BEGIN
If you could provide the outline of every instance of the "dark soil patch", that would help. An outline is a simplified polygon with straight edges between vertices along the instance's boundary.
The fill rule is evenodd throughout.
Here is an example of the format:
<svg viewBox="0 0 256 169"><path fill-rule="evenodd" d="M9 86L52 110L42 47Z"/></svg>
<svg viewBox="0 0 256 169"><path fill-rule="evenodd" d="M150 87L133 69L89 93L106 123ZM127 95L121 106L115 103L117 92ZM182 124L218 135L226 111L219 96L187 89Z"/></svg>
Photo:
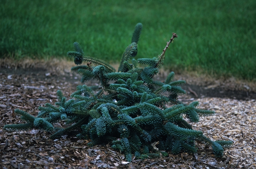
END
Rewrite the lines above, changing "dark soil patch" to "dark mud patch" and keeping everything else the same. Leave out the picture.

If you could provide the outline of every instance of the "dark mud patch", that would help. An outline is a simplified polygon with straight edges between vertices along the instance's boundary.
The fill rule is evenodd throughout.
Here is an example of the format:
<svg viewBox="0 0 256 169"><path fill-rule="evenodd" d="M9 86L52 110L42 47Z"/></svg>
<svg viewBox="0 0 256 169"><path fill-rule="evenodd" d="M150 87L133 69L89 93L106 123ZM127 95L121 106L115 103L117 92ZM182 124L218 135L226 111L219 96L187 89Z"/></svg>
Photo:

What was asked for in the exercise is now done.